== WHAT IS BEING ASKED ==
Leave out the lines before the one with "Expected: one point per instance of the sunset"; output that line and all remaining lines of the records exactly.

--- INFORMATION Enclosed Below ---

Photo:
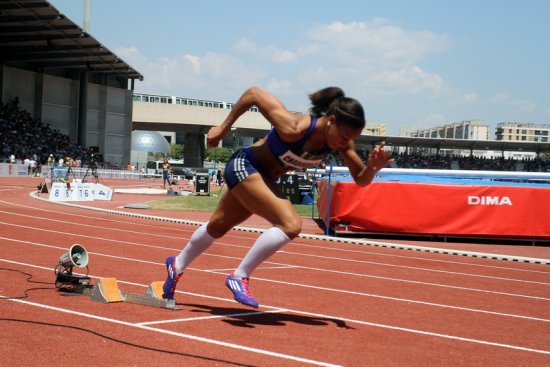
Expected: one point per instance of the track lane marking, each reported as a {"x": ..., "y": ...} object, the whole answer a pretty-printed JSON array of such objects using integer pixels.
[
  {"x": 236, "y": 346},
  {"x": 282, "y": 251},
  {"x": 292, "y": 243},
  {"x": 177, "y": 334}
]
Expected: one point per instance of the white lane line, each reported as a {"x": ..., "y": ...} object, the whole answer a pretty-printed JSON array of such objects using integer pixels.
[
  {"x": 282, "y": 266},
  {"x": 329, "y": 317},
  {"x": 177, "y": 334},
  {"x": 371, "y": 295},
  {"x": 236, "y": 315}
]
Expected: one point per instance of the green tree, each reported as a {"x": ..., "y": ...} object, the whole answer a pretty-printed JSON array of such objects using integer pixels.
[{"x": 218, "y": 155}]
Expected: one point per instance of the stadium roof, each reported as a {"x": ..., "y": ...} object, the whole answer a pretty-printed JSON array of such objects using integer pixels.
[
  {"x": 35, "y": 34},
  {"x": 498, "y": 145}
]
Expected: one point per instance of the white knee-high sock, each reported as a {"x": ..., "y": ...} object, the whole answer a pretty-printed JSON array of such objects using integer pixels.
[
  {"x": 199, "y": 242},
  {"x": 266, "y": 245}
]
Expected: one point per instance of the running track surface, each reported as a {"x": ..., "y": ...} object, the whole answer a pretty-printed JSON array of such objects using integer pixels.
[{"x": 323, "y": 303}]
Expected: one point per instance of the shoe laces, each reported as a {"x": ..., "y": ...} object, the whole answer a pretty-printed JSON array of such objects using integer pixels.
[{"x": 246, "y": 286}]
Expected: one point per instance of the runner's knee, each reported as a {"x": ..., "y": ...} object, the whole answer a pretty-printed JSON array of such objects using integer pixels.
[{"x": 292, "y": 227}]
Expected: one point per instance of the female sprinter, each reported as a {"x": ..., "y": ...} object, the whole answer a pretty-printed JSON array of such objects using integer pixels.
[{"x": 296, "y": 141}]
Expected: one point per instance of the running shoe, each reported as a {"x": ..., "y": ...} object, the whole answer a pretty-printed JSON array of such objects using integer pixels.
[
  {"x": 169, "y": 286},
  {"x": 241, "y": 290}
]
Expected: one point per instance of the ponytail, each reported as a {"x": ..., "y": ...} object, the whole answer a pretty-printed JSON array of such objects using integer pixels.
[{"x": 332, "y": 101}]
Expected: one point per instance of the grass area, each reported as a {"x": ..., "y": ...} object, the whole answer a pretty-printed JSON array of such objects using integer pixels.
[{"x": 208, "y": 203}]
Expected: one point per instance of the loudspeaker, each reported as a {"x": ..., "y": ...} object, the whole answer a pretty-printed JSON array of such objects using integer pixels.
[
  {"x": 76, "y": 256},
  {"x": 42, "y": 188}
]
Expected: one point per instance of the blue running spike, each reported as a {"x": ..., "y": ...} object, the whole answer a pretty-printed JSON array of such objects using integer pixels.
[
  {"x": 169, "y": 287},
  {"x": 241, "y": 290}
]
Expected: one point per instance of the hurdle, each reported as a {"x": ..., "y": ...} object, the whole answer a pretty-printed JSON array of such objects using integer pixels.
[{"x": 107, "y": 291}]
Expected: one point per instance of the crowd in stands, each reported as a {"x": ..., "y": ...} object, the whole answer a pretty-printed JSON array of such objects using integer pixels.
[
  {"x": 26, "y": 139},
  {"x": 426, "y": 161}
]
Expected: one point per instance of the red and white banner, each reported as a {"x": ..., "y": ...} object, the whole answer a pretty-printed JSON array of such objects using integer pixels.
[{"x": 426, "y": 208}]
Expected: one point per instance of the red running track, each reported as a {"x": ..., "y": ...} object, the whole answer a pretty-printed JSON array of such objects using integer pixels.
[{"x": 322, "y": 303}]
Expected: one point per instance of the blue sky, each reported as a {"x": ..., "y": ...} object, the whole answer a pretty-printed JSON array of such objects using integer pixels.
[{"x": 411, "y": 63}]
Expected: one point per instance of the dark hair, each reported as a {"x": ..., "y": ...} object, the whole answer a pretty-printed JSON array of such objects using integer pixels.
[{"x": 332, "y": 101}]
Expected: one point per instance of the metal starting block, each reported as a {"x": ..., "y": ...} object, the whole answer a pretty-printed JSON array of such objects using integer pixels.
[{"x": 107, "y": 291}]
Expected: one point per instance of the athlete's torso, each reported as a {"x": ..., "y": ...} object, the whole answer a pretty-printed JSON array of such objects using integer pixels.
[{"x": 274, "y": 156}]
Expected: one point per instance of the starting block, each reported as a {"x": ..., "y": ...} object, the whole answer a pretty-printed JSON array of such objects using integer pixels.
[{"x": 107, "y": 291}]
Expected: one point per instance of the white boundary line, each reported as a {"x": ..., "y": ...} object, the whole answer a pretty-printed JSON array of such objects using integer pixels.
[
  {"x": 177, "y": 334},
  {"x": 319, "y": 237}
]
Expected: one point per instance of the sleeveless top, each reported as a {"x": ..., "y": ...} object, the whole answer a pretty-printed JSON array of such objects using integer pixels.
[{"x": 291, "y": 155}]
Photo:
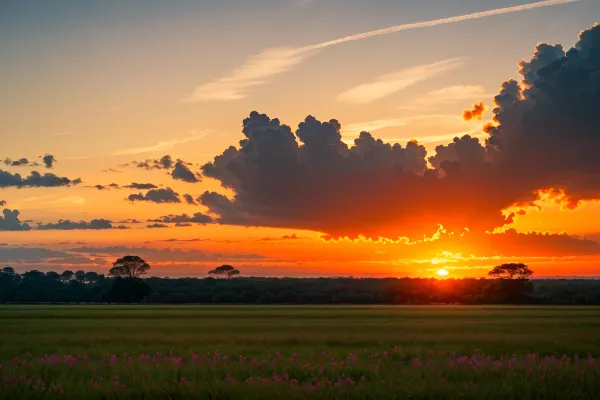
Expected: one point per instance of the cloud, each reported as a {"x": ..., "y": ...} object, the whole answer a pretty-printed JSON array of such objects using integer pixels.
[
  {"x": 183, "y": 173},
  {"x": 16, "y": 163},
  {"x": 159, "y": 196},
  {"x": 447, "y": 95},
  {"x": 10, "y": 221},
  {"x": 35, "y": 179},
  {"x": 476, "y": 113},
  {"x": 20, "y": 254},
  {"x": 67, "y": 225},
  {"x": 165, "y": 162},
  {"x": 157, "y": 226},
  {"x": 49, "y": 160},
  {"x": 105, "y": 187},
  {"x": 197, "y": 218},
  {"x": 141, "y": 186},
  {"x": 389, "y": 84},
  {"x": 274, "y": 61},
  {"x": 189, "y": 199},
  {"x": 160, "y": 146},
  {"x": 545, "y": 136},
  {"x": 283, "y": 238}
]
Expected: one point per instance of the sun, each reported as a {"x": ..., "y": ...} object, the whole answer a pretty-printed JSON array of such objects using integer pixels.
[{"x": 442, "y": 272}]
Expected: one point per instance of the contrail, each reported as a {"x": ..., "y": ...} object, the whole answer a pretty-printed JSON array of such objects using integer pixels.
[
  {"x": 275, "y": 61},
  {"x": 436, "y": 22}
]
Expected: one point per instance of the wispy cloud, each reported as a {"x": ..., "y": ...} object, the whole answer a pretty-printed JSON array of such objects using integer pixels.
[
  {"x": 389, "y": 84},
  {"x": 447, "y": 95},
  {"x": 161, "y": 146},
  {"x": 258, "y": 68},
  {"x": 352, "y": 130}
]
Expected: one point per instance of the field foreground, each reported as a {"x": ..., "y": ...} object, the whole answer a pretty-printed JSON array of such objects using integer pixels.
[{"x": 296, "y": 352}]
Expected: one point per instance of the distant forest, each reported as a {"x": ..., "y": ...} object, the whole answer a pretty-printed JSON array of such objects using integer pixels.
[{"x": 90, "y": 287}]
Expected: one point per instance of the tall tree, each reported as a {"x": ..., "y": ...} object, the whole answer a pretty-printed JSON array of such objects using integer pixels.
[
  {"x": 225, "y": 270},
  {"x": 511, "y": 271},
  {"x": 129, "y": 267}
]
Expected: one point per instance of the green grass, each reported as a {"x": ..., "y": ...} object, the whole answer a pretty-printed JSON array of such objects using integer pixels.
[
  {"x": 386, "y": 340},
  {"x": 100, "y": 330}
]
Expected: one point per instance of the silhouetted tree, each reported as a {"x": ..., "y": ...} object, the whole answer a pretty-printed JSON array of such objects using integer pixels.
[
  {"x": 67, "y": 275},
  {"x": 225, "y": 270},
  {"x": 33, "y": 275},
  {"x": 55, "y": 276},
  {"x": 80, "y": 276},
  {"x": 129, "y": 267},
  {"x": 92, "y": 277},
  {"x": 511, "y": 271},
  {"x": 8, "y": 270}
]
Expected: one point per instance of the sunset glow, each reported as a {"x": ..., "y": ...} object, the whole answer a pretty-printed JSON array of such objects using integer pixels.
[{"x": 128, "y": 133}]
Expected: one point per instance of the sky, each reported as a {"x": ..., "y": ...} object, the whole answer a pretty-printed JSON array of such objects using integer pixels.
[{"x": 201, "y": 133}]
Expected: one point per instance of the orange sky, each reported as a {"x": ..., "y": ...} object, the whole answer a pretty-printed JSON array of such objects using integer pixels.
[{"x": 102, "y": 88}]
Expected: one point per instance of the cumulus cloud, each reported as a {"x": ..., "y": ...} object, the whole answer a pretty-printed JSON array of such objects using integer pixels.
[
  {"x": 10, "y": 221},
  {"x": 159, "y": 196},
  {"x": 141, "y": 186},
  {"x": 476, "y": 113},
  {"x": 35, "y": 179},
  {"x": 545, "y": 135},
  {"x": 16, "y": 163},
  {"x": 389, "y": 84},
  {"x": 189, "y": 199},
  {"x": 165, "y": 162},
  {"x": 183, "y": 173},
  {"x": 157, "y": 226},
  {"x": 49, "y": 160},
  {"x": 67, "y": 225},
  {"x": 105, "y": 187},
  {"x": 197, "y": 218}
]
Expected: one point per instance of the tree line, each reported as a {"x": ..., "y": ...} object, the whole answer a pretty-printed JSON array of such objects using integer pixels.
[{"x": 124, "y": 284}]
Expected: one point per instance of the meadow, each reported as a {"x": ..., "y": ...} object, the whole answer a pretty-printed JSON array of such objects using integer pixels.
[{"x": 428, "y": 352}]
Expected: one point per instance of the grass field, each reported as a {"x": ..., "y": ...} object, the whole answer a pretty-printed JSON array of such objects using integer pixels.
[{"x": 269, "y": 352}]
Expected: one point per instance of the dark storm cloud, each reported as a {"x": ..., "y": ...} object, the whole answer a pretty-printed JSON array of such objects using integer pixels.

--- End of Enclosed INFORMATION ---

== TASK SOLUTION ==
Expected: one point per instance of the sunset glow, each reported as a {"x": ..., "y": ...} object, the whole answer a pretty-printed JSON array of such objects using integer pixels.
[{"x": 128, "y": 133}]
Expected: one point per instance of the sky, each reported as a {"x": ..., "y": ...} object, the whole answer a pretty-printed JSON array of such objects using integer pixels.
[{"x": 201, "y": 133}]
Expected: one point per instance of the orange sky, each reported as a {"x": ..., "y": ...} object, the whole answer a pretty-printed JSON array of such objects using integer pixels.
[{"x": 102, "y": 88}]
Expected: one point per instance of the cumulus cloud, each reported as a {"x": ..., "y": ...} object, the whole answer a pretty-printed JSON array of such objects using integer pixels.
[
  {"x": 10, "y": 221},
  {"x": 159, "y": 196},
  {"x": 141, "y": 186},
  {"x": 476, "y": 113},
  {"x": 35, "y": 179},
  {"x": 545, "y": 135},
  {"x": 16, "y": 163},
  {"x": 389, "y": 84},
  {"x": 189, "y": 199},
  {"x": 165, "y": 162},
  {"x": 183, "y": 173},
  {"x": 157, "y": 226},
  {"x": 49, "y": 160},
  {"x": 67, "y": 225},
  {"x": 105, "y": 187},
  {"x": 197, "y": 218}
]
Expected: one point per instance of the tree line, each reported as a {"x": ..., "y": ...} object, the whole answer a pretty-printed JSON array of such objects using integer pixels.
[{"x": 124, "y": 284}]
Expected: one point per instance of the meadow, each reported as a {"x": ..., "y": ...} object, the whole answer a pretty-printed JSON array of such objects using integer pixels.
[{"x": 428, "y": 352}]
Expected: one point per instance of the grass field, each reported as a {"x": ..., "y": ...} object, the whole answer a pretty-printed JSON array of such objects using integer pixels.
[{"x": 269, "y": 352}]
Expected: one point per instance of the dark storm cloud, each reported as a {"x": ..., "y": ...} object, the whole answer a pretty-printed JSON array of such objects using integer pixels.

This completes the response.